◆ **Problem description**
Every entry should be returned unchanged, with the pictures omitted.
START Records for the task
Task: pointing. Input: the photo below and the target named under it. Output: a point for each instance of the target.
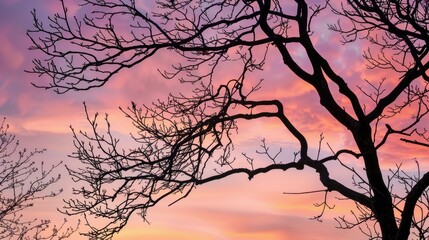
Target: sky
(233, 208)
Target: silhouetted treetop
(181, 138)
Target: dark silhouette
(182, 138)
(22, 183)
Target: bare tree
(23, 182)
(187, 140)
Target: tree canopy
(182, 138)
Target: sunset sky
(232, 208)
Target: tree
(181, 139)
(22, 183)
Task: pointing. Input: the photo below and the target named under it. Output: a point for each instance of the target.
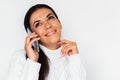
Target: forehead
(40, 13)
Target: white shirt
(61, 67)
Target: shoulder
(18, 55)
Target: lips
(50, 33)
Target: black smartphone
(35, 45)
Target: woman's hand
(30, 39)
(69, 47)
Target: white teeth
(51, 33)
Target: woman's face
(46, 25)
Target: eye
(51, 17)
(38, 24)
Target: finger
(34, 40)
(64, 48)
(63, 42)
(30, 37)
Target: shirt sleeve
(23, 69)
(76, 68)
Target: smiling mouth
(50, 33)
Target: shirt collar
(52, 54)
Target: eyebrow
(50, 14)
(36, 21)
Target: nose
(48, 25)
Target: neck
(52, 46)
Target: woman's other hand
(68, 48)
(30, 39)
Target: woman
(55, 59)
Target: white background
(93, 24)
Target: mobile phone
(36, 44)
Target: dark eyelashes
(37, 24)
(51, 17)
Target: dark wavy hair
(43, 59)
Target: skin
(47, 28)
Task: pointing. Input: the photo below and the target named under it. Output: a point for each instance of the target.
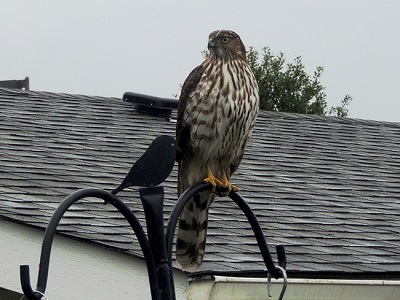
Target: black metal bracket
(51, 230)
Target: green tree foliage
(287, 87)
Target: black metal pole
(51, 230)
(189, 193)
(152, 200)
(262, 244)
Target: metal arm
(51, 230)
(193, 190)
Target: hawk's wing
(182, 131)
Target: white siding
(77, 270)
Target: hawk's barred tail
(192, 231)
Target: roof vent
(151, 105)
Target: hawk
(217, 109)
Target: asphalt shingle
(327, 188)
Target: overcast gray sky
(106, 48)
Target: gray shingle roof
(327, 188)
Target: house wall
(77, 270)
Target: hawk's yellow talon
(223, 185)
(213, 180)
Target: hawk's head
(226, 44)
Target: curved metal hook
(51, 230)
(189, 193)
(284, 283)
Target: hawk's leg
(227, 185)
(213, 180)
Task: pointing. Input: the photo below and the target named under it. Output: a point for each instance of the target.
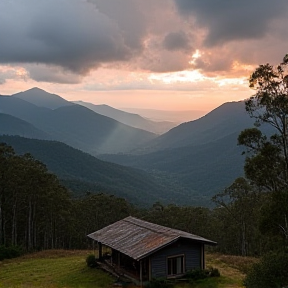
END Records for the task
◆ **Task answer**
Task: pointing. Input: the photo below and the target named under it. Output: a point for each instance of the target.
Target: sky
(233, 208)
Target: silhouetted treetop
(181, 138)
Target: dark silhouette
(182, 138)
(22, 183)
Target: bare tree
(23, 182)
(187, 140)
Target: tree canopy
(182, 138)
Target: sunset sky
(232, 208)
Target: tree
(181, 139)
(22, 183)
Task: pointing. Input: the photo below and the target named under it. Output: a point for each instance of the target.
Target: forehead
(40, 13)
Target: white shirt
(61, 67)
Target: shoulder
(18, 55)
Target: lips
(50, 33)
Target: black smartphone
(35, 45)
Target: woman's hand
(30, 39)
(69, 47)
Target: white teeth
(51, 33)
Target: woman's face
(46, 25)
Target: eye
(51, 17)
(38, 24)
Target: finger
(34, 40)
(64, 48)
(63, 42)
(30, 37)
Target: shirt sleeve
(23, 69)
(76, 68)
Target: smiling mouth
(50, 33)
Target: shirt collar
(52, 54)
Target: eyebrow
(50, 14)
(36, 21)
Target: nose
(48, 25)
Target: neck
(52, 46)
Target: woman's other hand
(68, 48)
(30, 39)
Target: woman
(55, 59)
Target: white background
(93, 24)
Target: mobile phone
(36, 44)
Target: dark eyelashes
(37, 24)
(51, 17)
Target: dark wavy hair
(43, 59)
Target: skin
(47, 28)
Task: pointing. Input: the photo below and the target named under it. Output: a point for each instance of the target.
Target: black metal bracket
(51, 230)
Target: green tree foliage
(287, 87)
Target: black metal pole
(51, 230)
(189, 193)
(152, 200)
(262, 244)
Target: metal arm
(51, 230)
(193, 190)
Target: hawk's wing
(182, 131)
Target: white siding
(77, 270)
Target: hawk's barred tail
(192, 231)
Target: roof vent
(151, 105)
Target: hawk
(217, 109)
Target: asphalt shingle
(327, 188)
Target: overcast gray sky
(106, 48)
Target: gray shingle roof
(327, 188)
Target: house wall
(77, 270)
Target: hawk's yellow talon
(223, 185)
(213, 180)
Target: hawk's head
(226, 44)
Target: curved metal hook
(51, 230)
(189, 193)
(284, 283)
Target: hawk's leg
(227, 185)
(213, 180)
Task: pointing. Input: the photo below and the target named under it. Output: a point for each instance of the target.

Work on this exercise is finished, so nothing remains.